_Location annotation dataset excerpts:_
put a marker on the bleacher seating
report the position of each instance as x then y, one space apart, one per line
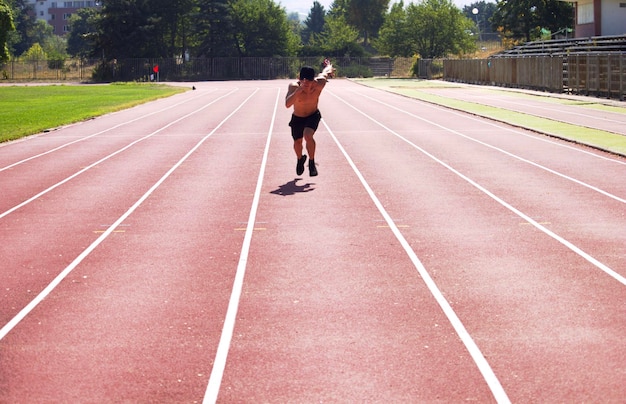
560 47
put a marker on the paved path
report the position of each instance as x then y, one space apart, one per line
169 253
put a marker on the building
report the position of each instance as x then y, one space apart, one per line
58 13
599 17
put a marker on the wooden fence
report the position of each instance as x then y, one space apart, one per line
176 69
597 74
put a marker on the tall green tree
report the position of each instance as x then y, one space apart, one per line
524 19
212 29
314 23
261 29
393 39
338 38
25 20
367 16
81 40
482 17
6 25
437 28
126 29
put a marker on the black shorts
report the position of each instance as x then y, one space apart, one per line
298 123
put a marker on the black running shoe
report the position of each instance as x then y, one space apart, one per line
312 168
300 165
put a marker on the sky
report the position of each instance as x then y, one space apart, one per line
303 7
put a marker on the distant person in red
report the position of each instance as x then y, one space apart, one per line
304 96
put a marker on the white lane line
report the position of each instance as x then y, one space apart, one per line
584 184
58 184
527 218
219 363
59 278
485 369
95 134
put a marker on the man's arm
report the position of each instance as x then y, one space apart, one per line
324 74
290 98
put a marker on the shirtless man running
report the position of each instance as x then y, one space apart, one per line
304 96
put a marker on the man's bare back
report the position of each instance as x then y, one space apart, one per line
304 96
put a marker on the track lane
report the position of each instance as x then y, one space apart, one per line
120 312
575 112
467 265
331 305
338 313
610 218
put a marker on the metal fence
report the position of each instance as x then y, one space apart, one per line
177 69
597 74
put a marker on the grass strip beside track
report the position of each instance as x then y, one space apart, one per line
26 110
603 140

_Problem details:_ Replace each "put a marker on" in the records above with "place a point on", leaving everything else unchanged. Omit the pictures from your answer.

_Written response:_
place a point on the bleacher seating
report the position of each instance as x then y, one space apart, one per line
560 47
place a point on the paved path
report the position of each instance as x then y, one space apart, one per line
169 253
place a point on the building
report the position of each instance as x then y, one space apart, one per line
58 13
599 17
place a point on the wooden fence
report the position of each instance as x then y, one space apart, one per line
176 69
597 74
place a point on the tall green tree
report the position of each instance as x then y, one space apart, one per line
524 19
212 29
314 23
261 29
393 39
338 38
25 20
367 16
81 40
482 17
6 25
437 28
126 29
place a point on the black shorts
report the position of each instance as x then y, one space apart, one per line
298 123
place a point on the black running shoe
report the position of each instance as x then y, one space apart, one per line
312 168
300 165
place a point on the sky
report the position of each instance as x then y, one space apart, one per line
303 7
place a point on the distant person in red
report the position of each instance as x then y, one space apart, one per line
304 96
place a point on the white lane line
report the position of each instance as x then y, one space apart, one per line
584 184
58 184
527 218
219 363
59 278
485 369
95 134
place a point on the man's arm
report the position of each instance as x then y, one space apart, one per line
324 74
290 98
place a point on the shirtless man running
report the position of each instance as x then y, one space apart, one per line
304 96
place a point on the man's bare back
report the position of each instance as x then y, one space apart, one per line
304 96
place a point on the track lane
report the position of each instance as x then y, one space apart, one per line
120 312
575 112
467 265
331 305
338 313
610 218
place a point on the metal fence
report the position of each instance as x then y, one space apart, one per line
177 69
597 74
place a point on the grass strip beside track
report the position of each instance as x then y, one space apart, one per line
26 110
603 140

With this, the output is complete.